**WORK INSTRUCTIONS:** Please select every line in the records below that contains the word "Target", and copy each of those lines out.

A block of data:

** begin **

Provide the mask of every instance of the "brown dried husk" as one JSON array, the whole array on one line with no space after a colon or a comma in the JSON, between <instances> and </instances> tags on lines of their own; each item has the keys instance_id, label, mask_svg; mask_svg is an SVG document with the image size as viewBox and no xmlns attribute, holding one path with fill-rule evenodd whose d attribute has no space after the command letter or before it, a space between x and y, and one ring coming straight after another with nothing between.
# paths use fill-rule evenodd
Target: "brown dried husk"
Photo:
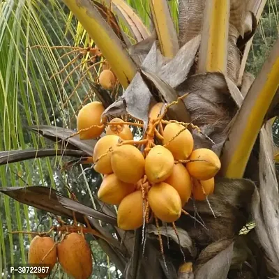
<instances>
[{"instance_id":1,"label":"brown dried husk","mask_svg":"<svg viewBox=\"0 0 279 279\"><path fill-rule=\"evenodd\" d=\"M104 89L112 90L115 84L114 75L110 70L104 70L100 74L99 82Z\"/></svg>"},{"instance_id":2,"label":"brown dried husk","mask_svg":"<svg viewBox=\"0 0 279 279\"><path fill-rule=\"evenodd\" d=\"M219 239L230 239L239 234L239 230L247 223L250 204L255 190L255 184L248 179L215 179L214 193L207 201L195 202L197 212L201 216L207 229L195 220L181 216L176 225L183 227L196 243L202 247ZM183 209L195 214L195 206L190 199Z\"/></svg>"},{"instance_id":3,"label":"brown dried husk","mask_svg":"<svg viewBox=\"0 0 279 279\"><path fill-rule=\"evenodd\" d=\"M191 75L176 90L179 96L190 92L184 103L192 123L202 132L193 130L194 149L209 148L220 154L227 137L225 129L237 109L224 75L218 73Z\"/></svg>"},{"instance_id":4,"label":"brown dried husk","mask_svg":"<svg viewBox=\"0 0 279 279\"><path fill-rule=\"evenodd\" d=\"M82 234L72 232L57 246L58 261L63 270L75 279L88 279L93 271L91 251Z\"/></svg>"},{"instance_id":5,"label":"brown dried husk","mask_svg":"<svg viewBox=\"0 0 279 279\"><path fill-rule=\"evenodd\" d=\"M204 200L214 190L214 177L208 180L193 179L193 197L195 200Z\"/></svg>"},{"instance_id":6,"label":"brown dried husk","mask_svg":"<svg viewBox=\"0 0 279 279\"><path fill-rule=\"evenodd\" d=\"M36 273L40 278L46 278L56 262L57 250L54 240L50 236L35 236L30 243L28 251L28 263L47 265L47 272Z\"/></svg>"}]
</instances>

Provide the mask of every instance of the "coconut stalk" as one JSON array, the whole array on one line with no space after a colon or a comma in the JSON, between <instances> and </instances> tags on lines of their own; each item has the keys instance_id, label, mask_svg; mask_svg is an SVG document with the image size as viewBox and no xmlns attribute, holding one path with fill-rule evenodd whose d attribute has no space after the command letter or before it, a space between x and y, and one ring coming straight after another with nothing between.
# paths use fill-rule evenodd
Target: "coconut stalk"
<instances>
[{"instance_id":1,"label":"coconut stalk","mask_svg":"<svg viewBox=\"0 0 279 279\"><path fill-rule=\"evenodd\" d=\"M89 36L94 40L120 83L126 88L137 70L119 38L90 0L80 0L78 3L72 0L63 1L82 24Z\"/></svg>"},{"instance_id":2,"label":"coconut stalk","mask_svg":"<svg viewBox=\"0 0 279 279\"><path fill-rule=\"evenodd\" d=\"M279 40L252 83L229 131L222 156L222 174L243 176L264 116L279 86Z\"/></svg>"},{"instance_id":3,"label":"coconut stalk","mask_svg":"<svg viewBox=\"0 0 279 279\"><path fill-rule=\"evenodd\" d=\"M173 58L179 47L167 2L166 0L149 0L149 6L161 52L166 57Z\"/></svg>"},{"instance_id":4,"label":"coconut stalk","mask_svg":"<svg viewBox=\"0 0 279 279\"><path fill-rule=\"evenodd\" d=\"M229 0L206 0L198 73L226 73Z\"/></svg>"}]
</instances>

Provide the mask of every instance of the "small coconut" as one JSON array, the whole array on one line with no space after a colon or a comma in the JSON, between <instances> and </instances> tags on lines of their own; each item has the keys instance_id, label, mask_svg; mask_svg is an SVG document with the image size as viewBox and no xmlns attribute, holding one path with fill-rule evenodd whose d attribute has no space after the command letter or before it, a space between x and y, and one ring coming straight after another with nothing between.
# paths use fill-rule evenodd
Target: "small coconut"
<instances>
[{"instance_id":1,"label":"small coconut","mask_svg":"<svg viewBox=\"0 0 279 279\"><path fill-rule=\"evenodd\" d=\"M141 190L125 197L117 212L117 225L122 229L136 229L143 224L143 199Z\"/></svg>"},{"instance_id":2,"label":"small coconut","mask_svg":"<svg viewBox=\"0 0 279 279\"><path fill-rule=\"evenodd\" d=\"M101 115L105 107L100 102L91 102L84 105L79 112L77 118L77 130L87 129L93 125L100 126ZM92 127L89 130L80 131L81 140L95 139L99 137L105 130L103 127Z\"/></svg>"},{"instance_id":3,"label":"small coconut","mask_svg":"<svg viewBox=\"0 0 279 279\"><path fill-rule=\"evenodd\" d=\"M124 122L120 118L114 118L110 123ZM116 135L124 140L132 140L134 138L128 125L109 125L105 133L107 135Z\"/></svg>"},{"instance_id":4,"label":"small coconut","mask_svg":"<svg viewBox=\"0 0 279 279\"><path fill-rule=\"evenodd\" d=\"M148 199L152 211L163 222L175 222L181 215L181 199L178 192L165 182L151 186Z\"/></svg>"},{"instance_id":5,"label":"small coconut","mask_svg":"<svg viewBox=\"0 0 279 279\"><path fill-rule=\"evenodd\" d=\"M75 279L89 278L93 270L91 251L84 236L76 232L66 236L57 246L58 261Z\"/></svg>"},{"instance_id":6,"label":"small coconut","mask_svg":"<svg viewBox=\"0 0 279 279\"><path fill-rule=\"evenodd\" d=\"M106 204L118 205L135 190L135 185L123 182L115 174L111 174L104 177L98 191L98 198Z\"/></svg>"},{"instance_id":7,"label":"small coconut","mask_svg":"<svg viewBox=\"0 0 279 279\"><path fill-rule=\"evenodd\" d=\"M112 153L119 140L119 136L108 135L97 142L93 153L94 169L97 172L103 174L110 174L113 172L111 163ZM103 157L101 157L102 156Z\"/></svg>"},{"instance_id":8,"label":"small coconut","mask_svg":"<svg viewBox=\"0 0 279 279\"><path fill-rule=\"evenodd\" d=\"M186 167L191 176L199 180L208 180L213 177L221 167L218 156L208 149L194 150L190 155Z\"/></svg>"},{"instance_id":9,"label":"small coconut","mask_svg":"<svg viewBox=\"0 0 279 279\"><path fill-rule=\"evenodd\" d=\"M137 147L123 144L112 153L113 172L121 181L135 183L144 174L144 158Z\"/></svg>"},{"instance_id":10,"label":"small coconut","mask_svg":"<svg viewBox=\"0 0 279 279\"><path fill-rule=\"evenodd\" d=\"M149 182L161 182L172 174L174 165L172 153L161 145L156 145L145 158L145 174Z\"/></svg>"},{"instance_id":11,"label":"small coconut","mask_svg":"<svg viewBox=\"0 0 279 279\"><path fill-rule=\"evenodd\" d=\"M49 269L47 272L36 273L39 278L48 276L56 262L57 250L55 242L50 236L35 236L30 243L28 251L28 263L43 264Z\"/></svg>"},{"instance_id":12,"label":"small coconut","mask_svg":"<svg viewBox=\"0 0 279 279\"><path fill-rule=\"evenodd\" d=\"M177 160L186 160L194 147L194 139L189 130L185 130L183 126L176 123L170 123L165 127L163 143Z\"/></svg>"},{"instance_id":13,"label":"small coconut","mask_svg":"<svg viewBox=\"0 0 279 279\"><path fill-rule=\"evenodd\" d=\"M202 201L211 195L214 190L214 177L208 180L193 179L193 197L195 199Z\"/></svg>"},{"instance_id":14,"label":"small coconut","mask_svg":"<svg viewBox=\"0 0 279 279\"><path fill-rule=\"evenodd\" d=\"M192 193L192 179L183 164L175 164L172 174L164 182L174 188L179 194L183 206Z\"/></svg>"}]
</instances>

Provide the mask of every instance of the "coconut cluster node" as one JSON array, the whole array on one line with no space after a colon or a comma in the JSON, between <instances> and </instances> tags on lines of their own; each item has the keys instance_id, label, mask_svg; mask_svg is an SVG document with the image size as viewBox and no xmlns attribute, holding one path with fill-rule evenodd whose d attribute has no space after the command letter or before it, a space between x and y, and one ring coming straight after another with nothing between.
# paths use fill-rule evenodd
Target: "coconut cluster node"
<instances>
[{"instance_id":1,"label":"coconut cluster node","mask_svg":"<svg viewBox=\"0 0 279 279\"><path fill-rule=\"evenodd\" d=\"M47 278L58 262L70 277L88 279L93 271L91 251L83 234L71 232L56 243L50 236L35 236L30 243L28 263L34 266L47 266L44 272L36 275Z\"/></svg>"},{"instance_id":2,"label":"coconut cluster node","mask_svg":"<svg viewBox=\"0 0 279 279\"><path fill-rule=\"evenodd\" d=\"M104 175L98 197L119 206L123 229L135 229L152 216L175 222L190 199L202 201L213 193L219 158L208 149L194 150L188 125L164 120L165 105L151 108L142 140L134 140L134 123L115 118L104 125L105 135L95 146L93 168ZM96 110L89 119L100 121L100 114Z\"/></svg>"}]
</instances>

** end **

**WORKED ANSWER:**
Target: "brown dried husk"
Target: "coconut stalk"
Target: "small coconut"
Target: "coconut cluster node"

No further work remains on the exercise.